-- Testo selezionato --
Fino al 1860 Napoli fu infatti, a tutti gli effetti, la
capitale politica e culturale di un Regno che la vide regina
assoluta del Sud Italia, città ricca di cultura (già allora
l'Università degli Studi Federico II vantava una ricca e
lunga storia), d'imprenditoria e commercio interno ed
estero, che garantivano anche una ricchezza pecuniaria ed
aurea, poi spazzata via dalle depredazioni e razzie
dell'esercito sabaudo.
Da allora in poi, Napoli ha dovuto fare i conti con una
condizione di imposta subalternità, che tuttavia, a distanza
di oltre 150 anni, non ha scalfito la sterminata capacità di
andare oltre, di esprimere la sua invincibile voglia di
fare, di creare, di trovare soluzioni nuove a problemi anche
antichi, che ben si esprime nell'indiscutibile arte di
Neapolis.
Una perla tra le perle artistiche la troviamo nel Museo
Cappella San Severo: il Cristo Velato, opera in marmo di
Giuseppe Sammartino, datata 1753: definirla scultura è
riduttivo, siamo di fronte ad un emozione che può far
rischiare la "sindrome di Stendhal" a chi è predisposto. Per
raggiungere il museo, dove sono custodite le "macchine
anatomiche" ed altre pregevoli sculture, percorriamo il
Decumano Inferiore (Via San Biagio dei Librai) e giunti
nella improvvisa, quanto seducente, Piazza San Domenico
Maggiore, svoltiamo a sinistra per raggiungere Via Francesco
de Sanctis. Siamo a cavallo tra i due Decumani, siamo nel
cuore di Napoli. E si sente...
Un'arte, quella di Napoli, che spazia dalla pittura alla scultura, dal teatro
al cinema, dalla poesia al cabaret, dall'arte presepiale e
caricaturale alla gastronomia. Ed è proprio la gastronomia,
a magnetizzare l'attenzione del visitatore: dopo un
emozionante pieno di arte e cultura, ancora ammaliati dai
mille risvolti, dalle allusioni più ardite e dalla sapienza
più scanzonata, ci si tuffa in un mare di sapori e aromi
succulenti. Tra trattorie, ristoranti chic e cucina di
strada ce n'è per tutti i gusti!

-- Esercizio assegnato 1 --
Copi fedelmente dal testo su Napoli il passo che va da "Una perla tra" a "E si sente...".
I record che seguono non hanno alcun legame con il testo su Napoli.

-- Contenuto dei record --

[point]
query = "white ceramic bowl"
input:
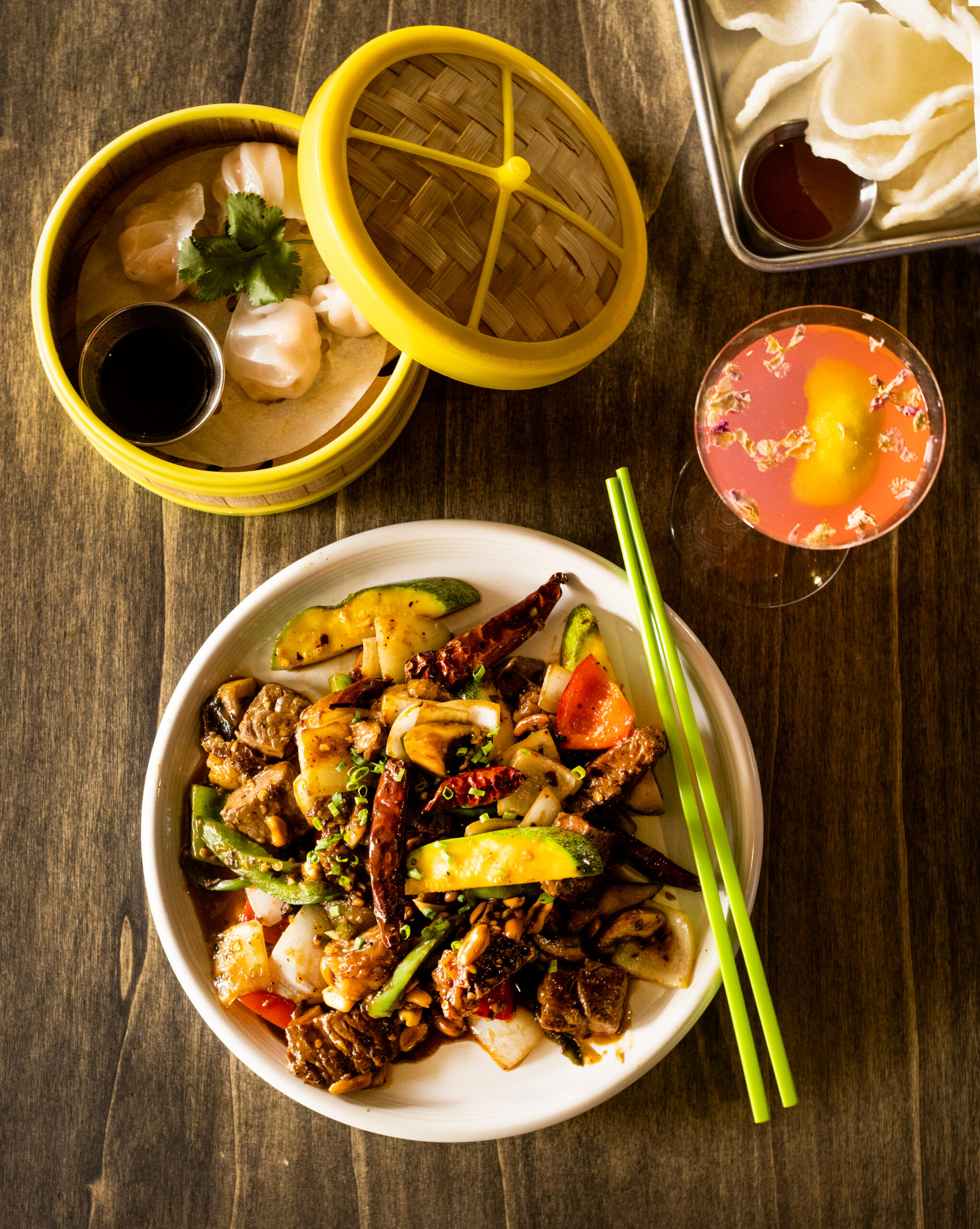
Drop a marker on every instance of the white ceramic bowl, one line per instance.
(459, 1094)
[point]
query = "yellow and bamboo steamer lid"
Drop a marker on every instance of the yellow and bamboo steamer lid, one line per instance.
(472, 207)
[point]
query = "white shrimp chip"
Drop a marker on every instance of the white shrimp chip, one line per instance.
(937, 19)
(768, 69)
(883, 157)
(887, 80)
(785, 21)
(947, 179)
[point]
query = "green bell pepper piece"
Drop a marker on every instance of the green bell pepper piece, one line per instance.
(206, 806)
(387, 997)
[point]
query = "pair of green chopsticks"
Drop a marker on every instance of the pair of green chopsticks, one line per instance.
(665, 663)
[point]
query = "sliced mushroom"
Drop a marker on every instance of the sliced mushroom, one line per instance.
(432, 744)
(564, 947)
(637, 925)
(668, 959)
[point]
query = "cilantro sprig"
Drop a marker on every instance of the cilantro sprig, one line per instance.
(251, 258)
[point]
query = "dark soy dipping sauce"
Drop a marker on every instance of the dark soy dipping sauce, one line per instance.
(153, 381)
(801, 196)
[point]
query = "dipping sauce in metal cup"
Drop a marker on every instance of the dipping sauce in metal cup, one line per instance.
(153, 373)
(797, 200)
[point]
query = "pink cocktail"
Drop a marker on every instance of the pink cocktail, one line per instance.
(818, 429)
(821, 427)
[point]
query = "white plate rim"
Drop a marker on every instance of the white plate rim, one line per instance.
(351, 1110)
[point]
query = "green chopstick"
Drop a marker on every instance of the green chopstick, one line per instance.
(662, 654)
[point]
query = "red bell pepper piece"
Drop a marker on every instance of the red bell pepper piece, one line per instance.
(593, 713)
(271, 1007)
(498, 1002)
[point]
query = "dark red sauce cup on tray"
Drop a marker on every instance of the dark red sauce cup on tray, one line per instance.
(799, 201)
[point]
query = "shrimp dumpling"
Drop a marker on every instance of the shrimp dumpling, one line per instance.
(149, 247)
(264, 168)
(273, 350)
(342, 316)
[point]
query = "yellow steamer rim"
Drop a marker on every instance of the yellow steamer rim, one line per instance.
(472, 208)
(74, 224)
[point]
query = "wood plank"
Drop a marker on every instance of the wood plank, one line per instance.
(860, 702)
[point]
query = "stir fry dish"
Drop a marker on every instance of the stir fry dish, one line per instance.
(444, 845)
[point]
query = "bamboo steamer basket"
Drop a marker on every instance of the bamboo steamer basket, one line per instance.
(470, 205)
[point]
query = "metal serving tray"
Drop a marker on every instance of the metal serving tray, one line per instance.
(710, 53)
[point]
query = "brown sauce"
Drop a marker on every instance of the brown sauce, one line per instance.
(801, 196)
(153, 383)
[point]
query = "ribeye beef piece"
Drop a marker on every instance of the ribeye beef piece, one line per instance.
(602, 992)
(460, 990)
(346, 1048)
(270, 722)
(617, 770)
(529, 716)
(587, 1001)
(265, 808)
(230, 764)
(561, 1011)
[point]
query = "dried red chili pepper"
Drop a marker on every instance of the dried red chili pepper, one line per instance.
(360, 694)
(477, 787)
(654, 863)
(492, 641)
(387, 850)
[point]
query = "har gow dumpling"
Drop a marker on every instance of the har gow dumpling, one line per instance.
(268, 170)
(273, 350)
(149, 247)
(342, 316)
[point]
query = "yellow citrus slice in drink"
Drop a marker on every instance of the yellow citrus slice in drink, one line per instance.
(847, 458)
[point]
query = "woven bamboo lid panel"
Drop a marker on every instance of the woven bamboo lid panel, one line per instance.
(485, 197)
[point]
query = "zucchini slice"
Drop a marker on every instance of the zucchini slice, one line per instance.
(495, 859)
(324, 632)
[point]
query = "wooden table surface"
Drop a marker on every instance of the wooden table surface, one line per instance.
(120, 1107)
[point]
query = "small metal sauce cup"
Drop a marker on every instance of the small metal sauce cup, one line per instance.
(150, 315)
(774, 240)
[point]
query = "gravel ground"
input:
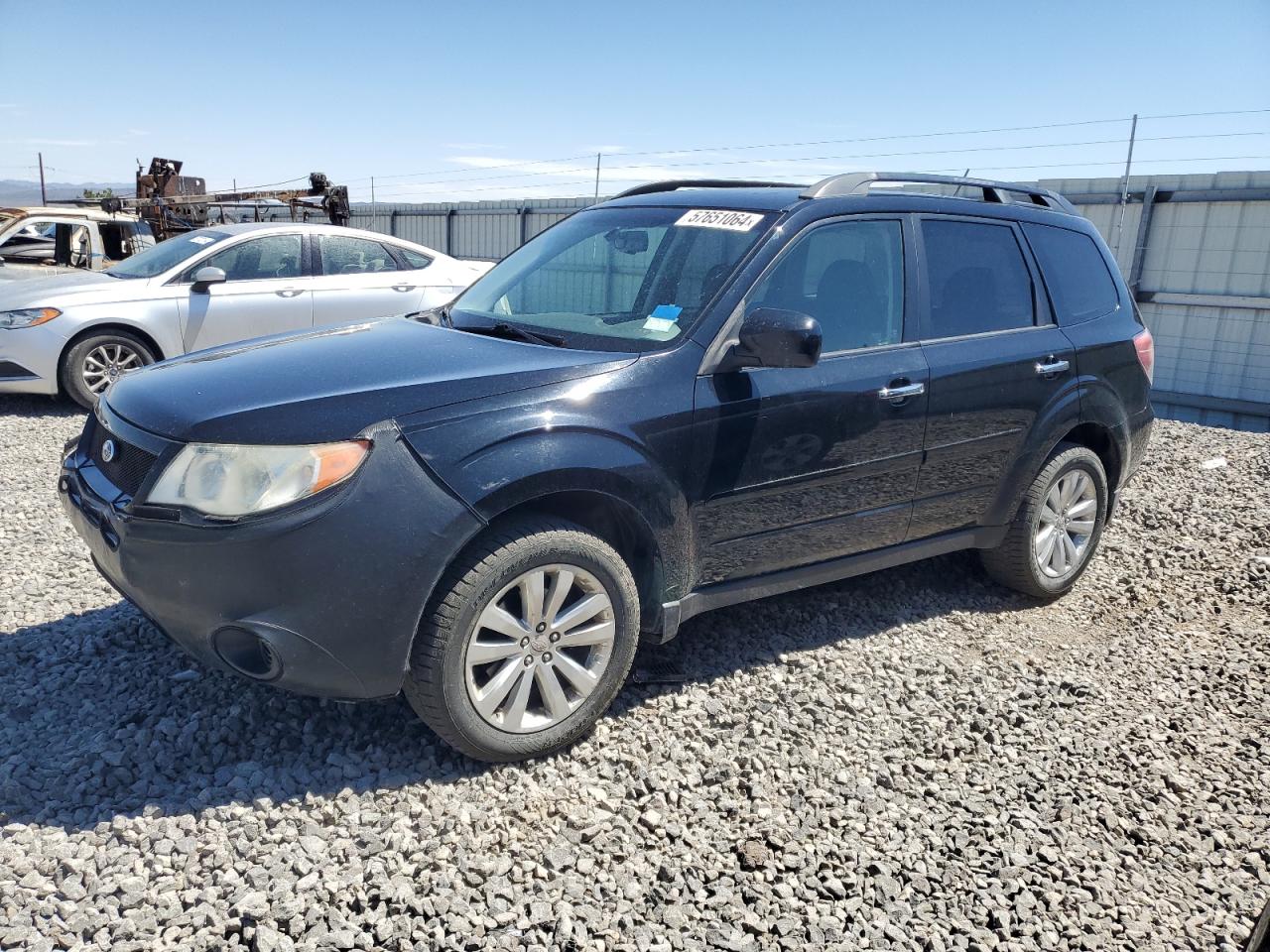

-- Esercizio assegnato 2 --
Individui nei record ogni riga che contiene la stringa "plank" e la trascriva per intero.

-- Risultato finale 1 --
Una perla tra le perle artistiche la troviamo nel Museo
Cappella San Severo: il Cristo Velato, opera in marmo di
Giuseppe Sammartino, datata 1753: definirla scultura è
riduttivo, siamo di fronte ad un emozione che può far
rischiare la "sindrome di Stendhal" a chi è predisposto. Per
raggiungere il museo, dove sono custodite le "macchine
anatomiche" ed altre pregevoli sculture, percorriamo il
Decumano Inferiore (Via San Biagio dei Librai) e giunti
nella improvvisa, quanto seducente, Piazza San Domenico
Maggiore, svoltiamo a sinistra per raggiungere Via Francesco
de Sanctis. Siamo a cavallo tra i due Decumani, siamo nel
cuore di Napoli. E si sente...

-- Risultato finale 2 --
query = "wood plank"
Drop a marker on every instance of the wood plank, one line per instance.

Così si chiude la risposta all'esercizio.